▸ **To do**: Gather every line of the data that contains the string "hair", treating uppercase and lowercase as different.

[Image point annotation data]

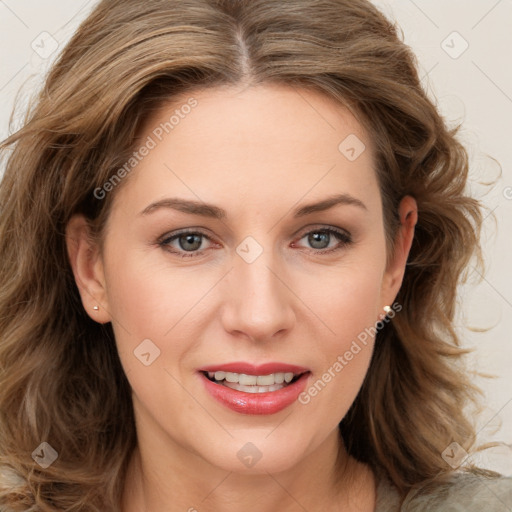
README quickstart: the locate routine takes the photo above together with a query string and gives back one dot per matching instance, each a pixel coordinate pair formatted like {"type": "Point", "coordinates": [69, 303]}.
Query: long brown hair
{"type": "Point", "coordinates": [61, 379]}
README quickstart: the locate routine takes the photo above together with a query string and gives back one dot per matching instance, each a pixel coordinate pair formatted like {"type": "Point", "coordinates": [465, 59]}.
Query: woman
{"type": "Point", "coordinates": [231, 238]}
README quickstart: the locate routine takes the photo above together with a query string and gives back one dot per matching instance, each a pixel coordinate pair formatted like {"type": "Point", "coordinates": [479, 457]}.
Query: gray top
{"type": "Point", "coordinates": [465, 492]}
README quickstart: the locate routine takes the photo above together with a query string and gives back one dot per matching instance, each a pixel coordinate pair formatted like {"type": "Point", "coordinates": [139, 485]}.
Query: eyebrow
{"type": "Point", "coordinates": [212, 211]}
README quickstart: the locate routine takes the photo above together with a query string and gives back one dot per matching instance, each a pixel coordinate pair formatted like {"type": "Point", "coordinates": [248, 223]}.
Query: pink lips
{"type": "Point", "coordinates": [256, 403]}
{"type": "Point", "coordinates": [251, 369]}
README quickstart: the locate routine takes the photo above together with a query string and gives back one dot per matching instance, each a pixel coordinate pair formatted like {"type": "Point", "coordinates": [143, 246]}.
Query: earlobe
{"type": "Point", "coordinates": [408, 213]}
{"type": "Point", "coordinates": [86, 263]}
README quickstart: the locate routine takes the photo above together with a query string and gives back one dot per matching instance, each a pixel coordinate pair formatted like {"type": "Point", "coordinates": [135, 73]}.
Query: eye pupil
{"type": "Point", "coordinates": [319, 237]}
{"type": "Point", "coordinates": [190, 239]}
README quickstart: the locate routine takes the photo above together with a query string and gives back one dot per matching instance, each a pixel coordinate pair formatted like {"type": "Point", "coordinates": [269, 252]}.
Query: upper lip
{"type": "Point", "coordinates": [252, 369]}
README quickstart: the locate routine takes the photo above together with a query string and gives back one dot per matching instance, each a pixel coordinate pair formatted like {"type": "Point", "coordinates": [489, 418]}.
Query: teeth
{"type": "Point", "coordinates": [252, 380]}
{"type": "Point", "coordinates": [253, 389]}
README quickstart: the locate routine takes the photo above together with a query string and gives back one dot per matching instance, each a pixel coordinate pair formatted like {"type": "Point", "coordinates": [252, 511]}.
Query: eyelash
{"type": "Point", "coordinates": [344, 238]}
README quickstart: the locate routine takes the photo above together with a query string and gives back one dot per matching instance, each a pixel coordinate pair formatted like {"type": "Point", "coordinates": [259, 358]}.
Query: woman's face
{"type": "Point", "coordinates": [262, 278]}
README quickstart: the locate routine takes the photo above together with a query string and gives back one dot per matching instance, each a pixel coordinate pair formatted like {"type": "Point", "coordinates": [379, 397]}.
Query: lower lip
{"type": "Point", "coordinates": [256, 403]}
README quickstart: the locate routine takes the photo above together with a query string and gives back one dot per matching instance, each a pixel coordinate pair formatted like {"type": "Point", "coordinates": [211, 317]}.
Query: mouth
{"type": "Point", "coordinates": [253, 383]}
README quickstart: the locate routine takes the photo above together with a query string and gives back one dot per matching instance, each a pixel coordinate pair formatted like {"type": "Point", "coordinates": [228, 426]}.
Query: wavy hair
{"type": "Point", "coordinates": [61, 378]}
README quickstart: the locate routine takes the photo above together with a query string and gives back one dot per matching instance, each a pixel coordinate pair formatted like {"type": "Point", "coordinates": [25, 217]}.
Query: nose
{"type": "Point", "coordinates": [259, 304]}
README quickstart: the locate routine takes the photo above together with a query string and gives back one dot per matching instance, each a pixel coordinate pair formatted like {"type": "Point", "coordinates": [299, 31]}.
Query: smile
{"type": "Point", "coordinates": [253, 383]}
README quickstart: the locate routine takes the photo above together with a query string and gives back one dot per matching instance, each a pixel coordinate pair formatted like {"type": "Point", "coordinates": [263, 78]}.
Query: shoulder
{"type": "Point", "coordinates": [463, 492]}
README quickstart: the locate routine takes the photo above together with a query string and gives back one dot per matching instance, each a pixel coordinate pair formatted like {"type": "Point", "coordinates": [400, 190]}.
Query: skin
{"type": "Point", "coordinates": [259, 153]}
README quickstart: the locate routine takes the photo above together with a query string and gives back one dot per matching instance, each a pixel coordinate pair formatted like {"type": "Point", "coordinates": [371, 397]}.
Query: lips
{"type": "Point", "coordinates": [251, 369]}
{"type": "Point", "coordinates": [252, 399]}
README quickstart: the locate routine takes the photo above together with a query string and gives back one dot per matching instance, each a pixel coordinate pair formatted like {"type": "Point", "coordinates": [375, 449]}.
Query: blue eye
{"type": "Point", "coordinates": [189, 243]}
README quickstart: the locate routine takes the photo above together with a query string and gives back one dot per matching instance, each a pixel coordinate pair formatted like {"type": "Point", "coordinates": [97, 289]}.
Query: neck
{"type": "Point", "coordinates": [322, 481]}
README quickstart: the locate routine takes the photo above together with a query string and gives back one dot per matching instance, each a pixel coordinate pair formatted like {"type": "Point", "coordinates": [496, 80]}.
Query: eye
{"type": "Point", "coordinates": [319, 239]}
{"type": "Point", "coordinates": [187, 242]}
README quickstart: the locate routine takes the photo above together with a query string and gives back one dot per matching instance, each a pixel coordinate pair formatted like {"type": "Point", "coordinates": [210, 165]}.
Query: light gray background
{"type": "Point", "coordinates": [472, 84]}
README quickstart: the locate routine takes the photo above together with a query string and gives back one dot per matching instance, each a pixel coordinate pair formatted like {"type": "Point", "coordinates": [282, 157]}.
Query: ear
{"type": "Point", "coordinates": [86, 262]}
{"type": "Point", "coordinates": [394, 274]}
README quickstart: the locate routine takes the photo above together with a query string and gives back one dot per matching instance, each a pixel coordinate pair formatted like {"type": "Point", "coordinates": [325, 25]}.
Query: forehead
{"type": "Point", "coordinates": [260, 144]}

▸ **Result for this task**:
Query: long brown hair
Query: wavy hair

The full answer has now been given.